→ **SOURCE DOCUMENT**:
--------------------------------------------------

I don't think I would cry in order to get my way. The last time I cried in front of a boy it was utterly embarrassing, so I doubt I would willingly cry in front of someone.

rosemary, Wednesday, 5 December 2001 01:00 (twenty-three years ago)

I don't like crying, its just not that pleasant. crying is not necessarily manipulative but I certainly would not take part in the united liberation front of weepers or anything. Puking is probably harder to argue with, especially if you swallow food colouring first and do a helicopter. ever tried that Duane?

I've never fainted. Is it a common occurence?

Menelaus Darcy, Wednesday, 5 December 2001 01:00 (twenty-three years ago)

What about people who puke or faint after sex?

unknown or illegal user, Wednesday, 5 December 2001 01:00 (twenty-three years ago)

Gosh, it must have been horrible for them

Menelaus Darcy, Wednesday, 5 December 2001 01:00 (twenty-three years ago)

first = rowr
second = tautology surely at least wiv me

mark s, Wednesday, 5 December 2001 01:00 (twenty-three years ago)

I notice Madchen is keeping very quiet here..

Nick, Wednesday, 5 December 2001 01:00 (twenty-three years ago)

won't she be sat at home in her house coat, eating liquer chocolates, doing her nails and watching Sally Jesse Raphael?

chris, Wednesday, 5 December 2001 01:00 (twenty-three years ago)

I used to faint a lot. I know how to avoid it now though. It can be embarrassing in public.

I have cried after sex - because it hurt.

Really bad arguments have made me puke. If you want to manipulate someone then puking is far more effective than crying. People really freak if they've made you puke - it's not very attractive but then neither is crying.

Best argument tactic for really fucking the other person up - look them right in the eye the whole time and show no emotion. Only do this if you know they would never hit you though.

toraneko, Wednesday, 5 December 2001 01:00 (twenty-three years ago)

--------------------------------------------------

→ **DATA FOR THIS EXERCISE**:
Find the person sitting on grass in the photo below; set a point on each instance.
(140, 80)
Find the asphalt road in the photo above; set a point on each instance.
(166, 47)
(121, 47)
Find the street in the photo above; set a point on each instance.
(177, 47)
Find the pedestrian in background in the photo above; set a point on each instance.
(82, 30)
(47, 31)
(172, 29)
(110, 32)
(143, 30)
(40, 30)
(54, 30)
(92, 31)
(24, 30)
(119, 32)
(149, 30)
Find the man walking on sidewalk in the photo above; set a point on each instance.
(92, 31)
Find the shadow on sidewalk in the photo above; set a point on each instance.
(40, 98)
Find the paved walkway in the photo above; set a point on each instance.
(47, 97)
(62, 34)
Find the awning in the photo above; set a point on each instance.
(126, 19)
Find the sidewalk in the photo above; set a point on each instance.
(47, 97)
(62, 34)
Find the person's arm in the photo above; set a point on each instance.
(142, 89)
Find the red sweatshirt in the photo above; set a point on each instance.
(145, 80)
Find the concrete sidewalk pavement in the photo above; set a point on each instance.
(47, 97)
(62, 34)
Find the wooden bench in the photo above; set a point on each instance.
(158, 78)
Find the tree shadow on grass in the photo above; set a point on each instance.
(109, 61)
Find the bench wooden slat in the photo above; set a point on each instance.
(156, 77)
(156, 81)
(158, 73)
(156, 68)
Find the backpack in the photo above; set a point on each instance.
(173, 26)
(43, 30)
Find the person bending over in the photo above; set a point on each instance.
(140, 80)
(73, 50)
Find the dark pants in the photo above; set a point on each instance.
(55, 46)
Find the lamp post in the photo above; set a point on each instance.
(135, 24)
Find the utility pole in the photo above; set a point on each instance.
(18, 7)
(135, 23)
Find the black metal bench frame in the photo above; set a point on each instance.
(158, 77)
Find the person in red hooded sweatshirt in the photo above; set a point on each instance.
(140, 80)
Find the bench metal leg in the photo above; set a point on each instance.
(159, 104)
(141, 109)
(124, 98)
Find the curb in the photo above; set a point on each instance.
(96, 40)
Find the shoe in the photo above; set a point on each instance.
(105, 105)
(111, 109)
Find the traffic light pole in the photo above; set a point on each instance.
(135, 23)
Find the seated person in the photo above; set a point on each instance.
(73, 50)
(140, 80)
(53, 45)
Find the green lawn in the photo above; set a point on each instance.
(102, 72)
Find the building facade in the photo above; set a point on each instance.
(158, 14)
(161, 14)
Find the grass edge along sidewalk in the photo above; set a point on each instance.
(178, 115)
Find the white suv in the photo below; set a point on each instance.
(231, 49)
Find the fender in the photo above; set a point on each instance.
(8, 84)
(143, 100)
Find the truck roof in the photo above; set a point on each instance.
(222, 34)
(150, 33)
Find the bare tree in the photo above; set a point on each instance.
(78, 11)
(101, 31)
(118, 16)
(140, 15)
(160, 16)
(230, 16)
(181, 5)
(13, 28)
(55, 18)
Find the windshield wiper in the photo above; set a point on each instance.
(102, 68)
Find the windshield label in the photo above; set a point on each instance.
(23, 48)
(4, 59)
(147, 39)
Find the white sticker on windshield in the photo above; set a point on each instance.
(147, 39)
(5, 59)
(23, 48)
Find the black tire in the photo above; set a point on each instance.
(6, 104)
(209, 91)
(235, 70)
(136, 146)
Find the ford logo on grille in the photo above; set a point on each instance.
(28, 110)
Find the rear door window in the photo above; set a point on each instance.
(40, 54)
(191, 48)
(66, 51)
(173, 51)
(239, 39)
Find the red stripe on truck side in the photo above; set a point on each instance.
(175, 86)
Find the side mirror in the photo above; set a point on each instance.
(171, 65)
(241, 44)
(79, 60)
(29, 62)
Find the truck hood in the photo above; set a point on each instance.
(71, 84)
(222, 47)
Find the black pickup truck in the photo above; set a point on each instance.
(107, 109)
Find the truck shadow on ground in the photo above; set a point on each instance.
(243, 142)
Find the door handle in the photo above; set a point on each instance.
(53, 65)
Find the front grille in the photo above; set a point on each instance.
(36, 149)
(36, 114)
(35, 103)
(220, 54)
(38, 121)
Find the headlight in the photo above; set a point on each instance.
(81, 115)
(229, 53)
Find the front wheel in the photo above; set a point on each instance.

--------------------------------------------------

→ **CHALLENGE 1**:
Give each distinct name that appears in the signature lines of the forum thread.
→ **CHALLENGE 2**:
Echo the lines of the listing from the one holding "Find the ford" through the listing's last line, inclusive.
The forum thread and the listing are unrelated to each other.

→ **EXERCISE OUTPUT 1**:
rosemary, Menelaus Darcy, unknown or illegal user, mark s, Nick, chris, toraneko

→ **EXERCISE OUTPUT 2**:
Find the ford logo on grille in the photo above; set a point on each instance.
(28, 110)
Find the rear door window in the photo above; set a point on each instance.
(40, 54)
(191, 48)
(66, 51)
(173, 51)
(239, 39)
Find the red stripe on truck side in the photo above; set a point on each instance.
(175, 86)
Find the side mirror in the photo above; set a point on each instance.
(171, 65)
(241, 44)
(79, 60)
(29, 62)
Find the truck hood in the photo above; set a point on each instance.
(71, 84)
(222, 47)
Find the black pickup truck in the photo above; set a point on each instance.
(107, 109)
Find the truck shadow on ground in the photo above; set a point on each instance.
(243, 142)
Find the door handle in the photo above; set a point on each instance.
(53, 65)
Find the front grille in the photo above; set a point on each instance.
(36, 149)
(36, 114)
(35, 103)
(220, 54)
(38, 121)
Find the headlight in the photo above; set a point on each instance.
(81, 115)
(229, 53)
Find the front wheel in the photo above; set a point on each instance.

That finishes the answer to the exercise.